**Problem to solve**
Set every record down verbatim and omit the pictures.

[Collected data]
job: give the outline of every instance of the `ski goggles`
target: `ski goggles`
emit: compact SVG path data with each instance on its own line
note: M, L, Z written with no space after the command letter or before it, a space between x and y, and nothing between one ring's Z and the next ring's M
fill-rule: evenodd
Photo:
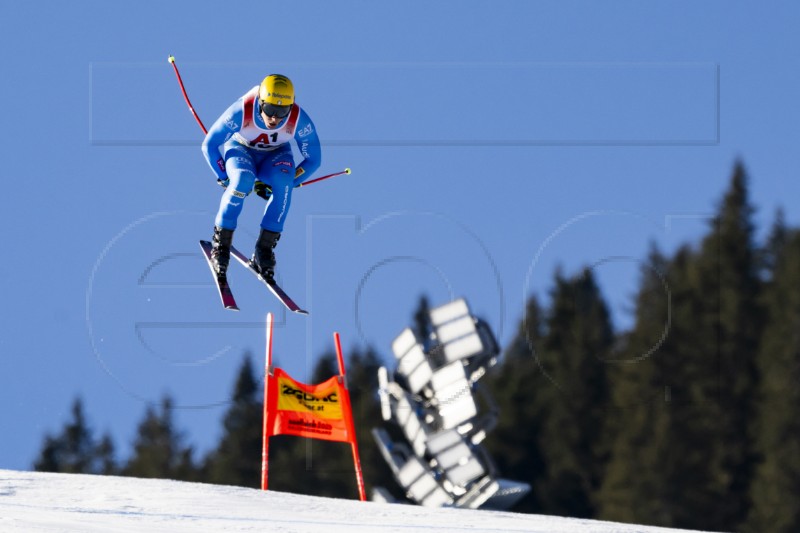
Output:
M291 110L291 105L275 105L268 102L261 102L261 112L268 117L284 118Z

**Problem solution**
job: give the outline of every instance of the `ski goggles`
target: `ski goggles`
emit: compact SVG path data with each instance on its own line
note: M, L, Z written with no space after the command letter or before it, a space between x and y, and nothing between one ring's Z and the next ring's M
fill-rule: evenodd
Photo:
Output:
M291 110L291 105L275 105L268 102L261 102L261 112L268 117L284 118Z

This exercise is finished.